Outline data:

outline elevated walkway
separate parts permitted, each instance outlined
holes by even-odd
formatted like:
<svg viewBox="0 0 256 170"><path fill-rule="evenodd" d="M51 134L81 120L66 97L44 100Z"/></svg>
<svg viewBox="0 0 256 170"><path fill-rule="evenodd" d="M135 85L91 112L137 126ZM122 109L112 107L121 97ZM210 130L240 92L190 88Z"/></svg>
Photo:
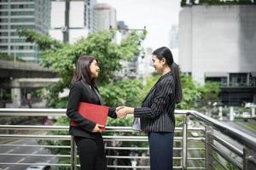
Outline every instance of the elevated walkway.
<svg viewBox="0 0 256 170"><path fill-rule="evenodd" d="M0 116L61 117L66 116L65 112L63 109L0 109ZM182 123L175 128L173 169L256 169L256 138L195 110L177 110L175 114L176 119L181 119ZM0 150L2 168L20 167L21 169L39 164L66 167L72 170L79 167L73 138L67 134L68 126L2 124L0 131L1 139L26 141L1 144L0 148L19 147L27 150L43 148L50 150L45 154ZM103 138L108 168L150 168L148 137L145 134L132 131L131 127L108 127ZM32 140L36 143L27 142ZM15 156L20 158L20 162L11 161ZM53 157L57 161L44 163L29 162L28 158L32 156L42 159Z"/></svg>

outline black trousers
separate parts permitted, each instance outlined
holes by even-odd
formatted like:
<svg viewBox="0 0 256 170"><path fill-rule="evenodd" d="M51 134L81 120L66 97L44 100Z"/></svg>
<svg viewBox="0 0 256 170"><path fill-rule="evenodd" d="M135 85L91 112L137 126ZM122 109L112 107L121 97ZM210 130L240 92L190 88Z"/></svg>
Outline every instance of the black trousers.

| AIM |
Rewrite the lines from the one containing "outline black trousers" through the end of the data, inclusive, substituting "allowed" for "permitted" and leaving everything else unchanged.

| THE RESULT |
outline black trousers
separate parts allowed, each instance outlined
holes by even-odd
formatted like:
<svg viewBox="0 0 256 170"><path fill-rule="evenodd" d="M51 134L81 120L66 97L44 100Z"/></svg>
<svg viewBox="0 0 256 170"><path fill-rule="evenodd" d="M135 85L91 112L137 126ZM122 109L112 107L121 97ZM210 130L240 92L190 88Z"/></svg>
Outline every instance of the black trousers.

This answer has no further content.